Records to use Block Start

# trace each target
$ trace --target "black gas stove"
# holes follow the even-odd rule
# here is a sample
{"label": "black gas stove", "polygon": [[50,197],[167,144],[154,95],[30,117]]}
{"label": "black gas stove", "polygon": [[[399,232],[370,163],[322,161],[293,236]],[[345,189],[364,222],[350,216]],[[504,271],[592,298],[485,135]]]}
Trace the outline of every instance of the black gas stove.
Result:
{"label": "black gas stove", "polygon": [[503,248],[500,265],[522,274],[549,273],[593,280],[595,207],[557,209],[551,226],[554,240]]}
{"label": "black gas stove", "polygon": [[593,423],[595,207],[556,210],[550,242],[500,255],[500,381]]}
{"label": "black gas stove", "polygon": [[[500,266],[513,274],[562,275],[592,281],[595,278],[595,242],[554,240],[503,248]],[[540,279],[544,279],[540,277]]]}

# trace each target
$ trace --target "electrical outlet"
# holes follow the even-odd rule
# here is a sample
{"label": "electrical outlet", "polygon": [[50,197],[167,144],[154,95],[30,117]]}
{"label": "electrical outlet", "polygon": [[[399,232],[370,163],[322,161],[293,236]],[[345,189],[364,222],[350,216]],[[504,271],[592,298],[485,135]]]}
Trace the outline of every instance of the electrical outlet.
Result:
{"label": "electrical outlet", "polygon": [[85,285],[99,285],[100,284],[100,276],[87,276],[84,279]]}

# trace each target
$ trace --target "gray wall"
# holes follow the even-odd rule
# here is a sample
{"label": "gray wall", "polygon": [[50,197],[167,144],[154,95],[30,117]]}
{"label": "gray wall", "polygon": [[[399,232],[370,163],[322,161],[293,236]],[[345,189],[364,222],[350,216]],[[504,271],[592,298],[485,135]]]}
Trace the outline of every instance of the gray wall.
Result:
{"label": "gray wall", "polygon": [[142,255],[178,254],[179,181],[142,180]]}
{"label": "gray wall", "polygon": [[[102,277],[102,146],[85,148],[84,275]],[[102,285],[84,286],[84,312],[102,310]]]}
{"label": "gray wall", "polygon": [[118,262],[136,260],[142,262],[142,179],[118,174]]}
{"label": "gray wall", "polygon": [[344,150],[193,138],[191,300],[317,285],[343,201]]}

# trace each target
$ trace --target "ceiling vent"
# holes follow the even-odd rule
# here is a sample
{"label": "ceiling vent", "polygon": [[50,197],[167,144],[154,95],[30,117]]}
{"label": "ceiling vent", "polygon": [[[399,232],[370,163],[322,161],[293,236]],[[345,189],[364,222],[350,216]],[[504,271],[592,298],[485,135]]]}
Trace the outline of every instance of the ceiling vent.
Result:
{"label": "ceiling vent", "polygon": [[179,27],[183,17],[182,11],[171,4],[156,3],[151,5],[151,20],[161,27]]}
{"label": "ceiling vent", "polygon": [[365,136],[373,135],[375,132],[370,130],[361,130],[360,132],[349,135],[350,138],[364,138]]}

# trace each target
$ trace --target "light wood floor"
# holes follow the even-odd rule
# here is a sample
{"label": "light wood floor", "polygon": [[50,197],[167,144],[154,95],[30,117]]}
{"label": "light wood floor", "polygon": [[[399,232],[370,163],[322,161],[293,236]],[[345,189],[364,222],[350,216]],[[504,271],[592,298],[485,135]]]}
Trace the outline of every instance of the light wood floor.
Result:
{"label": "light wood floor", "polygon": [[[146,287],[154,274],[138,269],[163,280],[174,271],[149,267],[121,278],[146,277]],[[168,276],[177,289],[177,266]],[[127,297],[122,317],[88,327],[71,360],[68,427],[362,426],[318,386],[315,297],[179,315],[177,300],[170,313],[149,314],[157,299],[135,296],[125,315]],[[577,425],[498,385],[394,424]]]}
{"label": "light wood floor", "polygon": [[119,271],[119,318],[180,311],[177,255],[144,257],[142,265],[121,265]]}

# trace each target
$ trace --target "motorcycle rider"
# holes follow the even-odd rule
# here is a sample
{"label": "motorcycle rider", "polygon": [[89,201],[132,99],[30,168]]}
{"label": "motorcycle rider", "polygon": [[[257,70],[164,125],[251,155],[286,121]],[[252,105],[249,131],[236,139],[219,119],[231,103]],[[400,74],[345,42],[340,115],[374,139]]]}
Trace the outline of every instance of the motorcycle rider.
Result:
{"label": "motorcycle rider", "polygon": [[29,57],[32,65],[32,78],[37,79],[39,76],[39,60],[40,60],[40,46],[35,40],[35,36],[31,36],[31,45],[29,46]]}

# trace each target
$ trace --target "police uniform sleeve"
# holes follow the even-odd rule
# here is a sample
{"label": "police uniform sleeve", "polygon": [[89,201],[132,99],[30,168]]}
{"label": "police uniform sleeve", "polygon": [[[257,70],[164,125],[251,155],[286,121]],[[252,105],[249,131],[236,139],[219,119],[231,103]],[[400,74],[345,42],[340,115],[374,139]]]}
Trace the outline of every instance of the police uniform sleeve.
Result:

Records to use Block End

Print all the data exactly as shown above.

Output.
# trace each target
$ trace --target "black gas stove"
# holes follow the even-odd rule
# here is a sample
{"label": "black gas stove", "polygon": [[50,197],[167,144],[154,95],[30,117]]}
{"label": "black gas stove", "polygon": [[[399,232],[370,163],[322,161],[293,236]],[[345,189],[364,222],[350,216]],[[504,271],[592,298],[485,135]]]}
Trace the outline of every instance of the black gas stove.
Result:
{"label": "black gas stove", "polygon": [[503,248],[500,265],[522,274],[549,273],[593,280],[595,207],[557,209],[551,226],[554,240]]}
{"label": "black gas stove", "polygon": [[593,423],[595,207],[556,210],[550,242],[500,255],[500,381]]}
{"label": "black gas stove", "polygon": [[[500,266],[513,274],[562,275],[592,281],[595,278],[595,242],[554,240],[503,248]],[[540,279],[544,279],[540,277]]]}

# trace each target
$ trace --target "electrical outlet"
# holes follow the even-odd rule
# here is a sample
{"label": "electrical outlet", "polygon": [[50,197],[167,144],[154,95],[30,117]]}
{"label": "electrical outlet", "polygon": [[[399,232],[370,163],[322,161],[293,236]],[[345,189],[364,222],[350,216]],[[504,271],[592,298],[485,135]]]}
Trace the outline of every instance of the electrical outlet.
Result:
{"label": "electrical outlet", "polygon": [[85,285],[99,285],[100,284],[100,276],[87,276],[84,279]]}

# trace each target
$ trace --target "gray wall"
# holes follow the even-odd rule
# here is a sample
{"label": "gray wall", "polygon": [[50,197],[167,144],[154,95],[30,117]]}
{"label": "gray wall", "polygon": [[[399,232],[370,163],[322,161],[293,236]],[[345,189],[364,222],[350,216]],[[504,271],[592,298],[485,135]]]}
Trace the outline of every instance of the gray wall.
Result:
{"label": "gray wall", "polygon": [[142,255],[178,254],[179,181],[142,180]]}
{"label": "gray wall", "polygon": [[[102,277],[102,146],[85,148],[84,275]],[[102,285],[84,286],[84,312],[102,310]]]}
{"label": "gray wall", "polygon": [[118,262],[136,260],[142,262],[142,179],[118,174]]}
{"label": "gray wall", "polygon": [[344,150],[193,138],[191,300],[317,285],[343,201]]}

# trace each target
$ trace --target "ceiling vent"
# holes follow the even-odd rule
# here is a sample
{"label": "ceiling vent", "polygon": [[50,197],[167,144],[154,95],[30,117]]}
{"label": "ceiling vent", "polygon": [[[399,232],[370,163],[322,161],[293,236]],[[345,189],[364,222],[350,216]],[[504,271],[592,298],[485,135]]]}
Trace the outline of every instance of the ceiling vent.
Result:
{"label": "ceiling vent", "polygon": [[179,27],[183,17],[182,11],[171,4],[156,3],[151,5],[151,20],[161,27]]}
{"label": "ceiling vent", "polygon": [[365,136],[373,135],[375,132],[370,130],[361,130],[360,132],[349,135],[350,138],[364,138]]}

# trace each target
$ trace --target "light wood floor"
# holes follow the even-odd rule
# here is a sample
{"label": "light wood floor", "polygon": [[50,197],[167,144],[154,95],[30,117]]}
{"label": "light wood floor", "polygon": [[[399,232],[370,163],[322,161],[293,236]],[[345,189],[364,222],[350,216]],[[504,271],[592,298],[485,135]]]}
Trace the outline of every instance of the light wood floor.
Result:
{"label": "light wood floor", "polygon": [[[146,287],[154,274],[138,269],[163,280],[174,271],[149,267],[121,278],[146,277]],[[168,276],[177,289],[177,266]],[[127,297],[122,317],[88,327],[71,360],[68,427],[362,426],[318,386],[315,297],[179,315],[177,300],[170,313],[149,314],[157,299],[135,296],[125,315]],[[577,425],[498,385],[394,424]]]}
{"label": "light wood floor", "polygon": [[119,271],[119,318],[180,311],[177,255],[144,257],[142,265],[121,265]]}

# trace each target
$ trace --target "motorcycle rider"
# holes follow the even-odd rule
# here is a sample
{"label": "motorcycle rider", "polygon": [[89,201],[132,99],[30,168]]}
{"label": "motorcycle rider", "polygon": [[[257,70],[164,125],[251,155],[286,121]],[[252,105],[249,131],[236,139],[219,119],[231,103]],[[400,74],[345,42],[340,115],[374,139]]]}
Trace the outline of every instance of the motorcycle rider.
Result:
{"label": "motorcycle rider", "polygon": [[29,57],[32,65],[32,78],[37,79],[39,76],[39,60],[40,60],[40,46],[35,40],[35,36],[31,36],[31,45],[29,46]]}

# trace each target
$ trace --target "police uniform sleeve"
# holes follow the even-odd rule
# here is a sample
{"label": "police uniform sleeve", "polygon": [[89,201],[132,99],[30,168]]}
{"label": "police uniform sleeve", "polygon": [[[257,70],[164,125],[251,155],[286,121]],[[252,105],[249,131],[236,139],[219,119],[231,103]],[[400,74],[345,42],[340,115],[374,139]]]}
Trace the outline of every instance of the police uniform sleeve.
Result:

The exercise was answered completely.